Continue the excerpt below on WADA and the science of anti-doping, picking up after its final sentence.

> _Excerpt_
((
There was the Saudi Arabian soccer player Alaa Al-Kowaibki, wrongly convicted by a WADA lab notorious for erroneous readings, who served a year’s suspension and lived with the tar of “doper” on his record for six years until 2017, because WADA didn’t bother to correct the record, even though it knew it was a false result.

Irish sprinter Steven Colvert was banned in 2014 though multiple experts found the WADA lab’s reading of recombinant EPO in his urine so bizarre that it must have resulted from sheer incompetence. When Colvert asked that his samples be retested given the conflicting findings, he found they had been destroyed. The nonsense goes on and on. More than a dozen of WADA’s 35 labs have been suspended or lost accreditation because of bad work.

Before you damn Russia, consider how WADA wreaked such reputational havoc over meldonium with no cause. More than 300 substances are on WADA’s banned list, and “there is very little evidence for performance-enhancement for most of them,” Pielke said. Meldonium is one of them, a heart medication that landed on the list via rumor and suspicion because Eastern European athletes were apparently using it en masse. Doctors in that part of the world believe heavy training can cause heart damage. There is not a shred of evidence that meldonium provides a performance benefit; on the contrary, doping experts such as Don Catlin say it has zero effect. Yet more than 100 athletes, many of them Russian, were branded dopers by WADA, based on nothing at all.

This is not science. Science is systematic, rigorous, empirical, observational, transparent, evidence-based and procedurally sound, with conclusions double-checked. This is a mess.

This spring, Pielke and colleague Erik Boye of Oslo University published a summary of the mess in an academic paper, “Scientific Integrity and Anti-Doping Regulation,” in the International Journal of Sport Policy and Politics. They wrote: “In the absence of reliable evidence, decision-making often becomes arbitrary, inconsistent and irreproducible, which threatens the integrity of anti-doping decision-making, the due process rights of athletes and the sustainability of anti-doping efforts.”

In place of this mess, imagine what would happen if we did the following: (1) declared a period of total amnesty during which a panel of fully independent scientists reevaluated WADA’s absurd list and its shoddy problematic laboratories; and (2) conducted a full-immunity survey of athletes as to what they take, when and why, and what deterrence methods they find effective and would like to see in place to regulate themselves and their peers.
))
> _Information provided_
((
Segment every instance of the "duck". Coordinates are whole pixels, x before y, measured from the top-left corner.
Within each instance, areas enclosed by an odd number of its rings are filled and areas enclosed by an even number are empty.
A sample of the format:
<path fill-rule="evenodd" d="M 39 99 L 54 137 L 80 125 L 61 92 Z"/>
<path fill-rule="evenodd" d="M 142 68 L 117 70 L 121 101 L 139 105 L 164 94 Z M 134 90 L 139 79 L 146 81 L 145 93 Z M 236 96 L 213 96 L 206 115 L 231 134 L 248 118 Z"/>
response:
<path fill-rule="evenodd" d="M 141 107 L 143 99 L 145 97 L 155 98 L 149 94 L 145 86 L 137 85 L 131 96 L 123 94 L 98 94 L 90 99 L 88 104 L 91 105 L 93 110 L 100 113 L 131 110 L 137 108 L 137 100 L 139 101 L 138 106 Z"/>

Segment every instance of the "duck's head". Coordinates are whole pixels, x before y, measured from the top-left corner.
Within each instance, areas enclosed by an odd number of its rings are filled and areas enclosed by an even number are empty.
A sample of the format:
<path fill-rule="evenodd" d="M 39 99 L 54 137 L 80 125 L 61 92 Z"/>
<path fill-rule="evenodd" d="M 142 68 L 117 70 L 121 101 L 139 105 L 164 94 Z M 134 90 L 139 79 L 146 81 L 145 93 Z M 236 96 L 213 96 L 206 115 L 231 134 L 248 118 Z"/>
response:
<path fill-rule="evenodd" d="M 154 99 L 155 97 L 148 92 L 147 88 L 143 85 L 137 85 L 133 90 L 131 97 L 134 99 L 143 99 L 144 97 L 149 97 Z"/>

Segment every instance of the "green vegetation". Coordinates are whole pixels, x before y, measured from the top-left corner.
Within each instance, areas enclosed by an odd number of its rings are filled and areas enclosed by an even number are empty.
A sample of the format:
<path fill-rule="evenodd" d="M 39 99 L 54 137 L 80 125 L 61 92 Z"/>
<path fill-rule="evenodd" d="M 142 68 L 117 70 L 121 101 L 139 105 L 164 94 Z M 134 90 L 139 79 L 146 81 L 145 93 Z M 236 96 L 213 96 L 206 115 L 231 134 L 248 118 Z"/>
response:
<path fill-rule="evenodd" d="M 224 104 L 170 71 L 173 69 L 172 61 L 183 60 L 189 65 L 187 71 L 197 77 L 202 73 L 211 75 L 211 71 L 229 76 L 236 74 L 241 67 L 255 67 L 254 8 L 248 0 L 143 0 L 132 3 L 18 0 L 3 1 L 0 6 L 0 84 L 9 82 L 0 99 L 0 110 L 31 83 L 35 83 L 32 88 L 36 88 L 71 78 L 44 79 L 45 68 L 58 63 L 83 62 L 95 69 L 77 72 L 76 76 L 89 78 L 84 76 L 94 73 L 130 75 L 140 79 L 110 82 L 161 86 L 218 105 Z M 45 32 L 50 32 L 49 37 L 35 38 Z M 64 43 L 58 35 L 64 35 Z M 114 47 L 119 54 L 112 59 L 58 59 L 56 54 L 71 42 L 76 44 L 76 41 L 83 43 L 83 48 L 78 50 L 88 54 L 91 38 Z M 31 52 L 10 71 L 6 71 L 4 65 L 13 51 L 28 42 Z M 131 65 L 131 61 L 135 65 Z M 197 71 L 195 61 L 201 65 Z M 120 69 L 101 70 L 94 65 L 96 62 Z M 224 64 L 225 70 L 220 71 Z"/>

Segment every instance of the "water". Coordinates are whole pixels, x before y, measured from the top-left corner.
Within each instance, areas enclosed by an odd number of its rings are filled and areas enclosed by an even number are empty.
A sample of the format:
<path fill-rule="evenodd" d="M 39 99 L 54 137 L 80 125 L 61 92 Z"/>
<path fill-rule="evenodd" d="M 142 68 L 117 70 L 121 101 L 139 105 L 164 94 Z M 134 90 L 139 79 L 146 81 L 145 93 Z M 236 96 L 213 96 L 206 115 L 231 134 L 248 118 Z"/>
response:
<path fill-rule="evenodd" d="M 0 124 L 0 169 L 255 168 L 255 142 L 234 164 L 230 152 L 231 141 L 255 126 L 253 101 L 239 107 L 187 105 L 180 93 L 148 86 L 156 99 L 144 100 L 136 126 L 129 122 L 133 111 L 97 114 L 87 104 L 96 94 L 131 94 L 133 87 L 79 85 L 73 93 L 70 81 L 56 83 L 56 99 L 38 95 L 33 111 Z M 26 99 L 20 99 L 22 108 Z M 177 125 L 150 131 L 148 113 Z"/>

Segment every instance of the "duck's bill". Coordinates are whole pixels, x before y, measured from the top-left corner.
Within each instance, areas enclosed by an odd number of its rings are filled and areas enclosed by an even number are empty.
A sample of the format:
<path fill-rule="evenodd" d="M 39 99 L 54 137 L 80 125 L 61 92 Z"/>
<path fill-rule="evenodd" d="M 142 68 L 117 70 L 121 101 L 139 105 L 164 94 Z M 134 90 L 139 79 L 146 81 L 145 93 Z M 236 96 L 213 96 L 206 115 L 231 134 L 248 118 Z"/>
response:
))
> _Answer area_
This would not please the moralizing careerists who push anti-doping’s corrupt, dead-end system, such as USADA’s Travis Tygart, whose attitude has long been, “When in doubt, punish the innocent.” WADA and USADA need lots of guilty parties to justify their jobs and budgets. But it actually might get us somewhere in persuading young people not to take stuff.

The lack of scientific scruple at WADA (and its subsidiaries) can be seen in a simple fact: It has never published a doping-prevalence study. Prevalence data is critical for any evidence-based understanding of the problem: How many athletes are using performance-enhancers, and are WADA methods working? We don’t know, and neither does WADA, because it doesn’t ask, or when it does, it conveniently buries inconvenient data. “It’s willful ignorance,” Pielke said.

For example, in 2011, it funded anonymous surveys at two elite track and field events. Those surveys showed 57 percent of the athletes admitted to using a banned substance in the previous 12 months. WADA blocked the release of the results for years, perhaps understandably, because the numbers suggested WADA’s very profitable testing system isn’t working — at all. Only about 1 to 2 percent of WADA tests are positive. All the rest go uncaught. In other words, WADA may be failing at a better than 50-1 pace.

Without good science and real data, all WADA is doing is “a lot of shadow-chasing,” Pielke said.

It’s just a lot of meaningless arm-waving with flags.